▶ **Task directions**
Rewrite the part of the material that opens with the line containing "Can you find the man" and closes with the line containing "x=653, y=191", replacing "slackline" with "tightrope" and keeping everything else the same. Return only those lines.

▶ **Data records**
┌──

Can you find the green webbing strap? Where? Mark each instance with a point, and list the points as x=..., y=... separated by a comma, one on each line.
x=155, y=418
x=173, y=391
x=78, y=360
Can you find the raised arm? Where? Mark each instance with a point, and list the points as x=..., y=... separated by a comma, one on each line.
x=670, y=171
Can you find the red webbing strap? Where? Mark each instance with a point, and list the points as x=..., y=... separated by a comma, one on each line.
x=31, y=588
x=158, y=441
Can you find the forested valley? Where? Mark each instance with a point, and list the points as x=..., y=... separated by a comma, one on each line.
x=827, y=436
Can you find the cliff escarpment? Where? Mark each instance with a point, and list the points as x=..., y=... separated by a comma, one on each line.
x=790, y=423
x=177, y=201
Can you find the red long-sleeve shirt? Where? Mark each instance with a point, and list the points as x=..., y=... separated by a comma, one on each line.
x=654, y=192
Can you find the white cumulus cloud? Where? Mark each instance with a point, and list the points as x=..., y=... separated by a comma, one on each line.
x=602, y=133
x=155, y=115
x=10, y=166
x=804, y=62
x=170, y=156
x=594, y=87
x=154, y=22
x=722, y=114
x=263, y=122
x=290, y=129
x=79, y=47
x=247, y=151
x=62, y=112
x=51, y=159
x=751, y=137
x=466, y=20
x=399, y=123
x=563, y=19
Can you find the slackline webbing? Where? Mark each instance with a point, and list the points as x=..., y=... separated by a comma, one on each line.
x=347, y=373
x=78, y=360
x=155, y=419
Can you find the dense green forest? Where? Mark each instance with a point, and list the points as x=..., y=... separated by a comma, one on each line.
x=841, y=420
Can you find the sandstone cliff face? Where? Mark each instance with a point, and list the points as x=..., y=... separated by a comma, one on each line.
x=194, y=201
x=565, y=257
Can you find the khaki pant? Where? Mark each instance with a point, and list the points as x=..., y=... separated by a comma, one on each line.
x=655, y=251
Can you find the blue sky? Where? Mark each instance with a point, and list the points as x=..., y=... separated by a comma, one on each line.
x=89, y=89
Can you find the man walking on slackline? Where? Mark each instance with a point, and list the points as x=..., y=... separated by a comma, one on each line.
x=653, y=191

└──
┌──

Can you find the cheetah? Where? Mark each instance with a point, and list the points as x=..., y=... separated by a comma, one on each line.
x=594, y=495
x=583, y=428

└──

▶ **Full response**
Can you find the man walking on tightrope? Where? Mark each instance with a point, and list the points as x=..., y=... separated by a comma, one on each line.
x=653, y=191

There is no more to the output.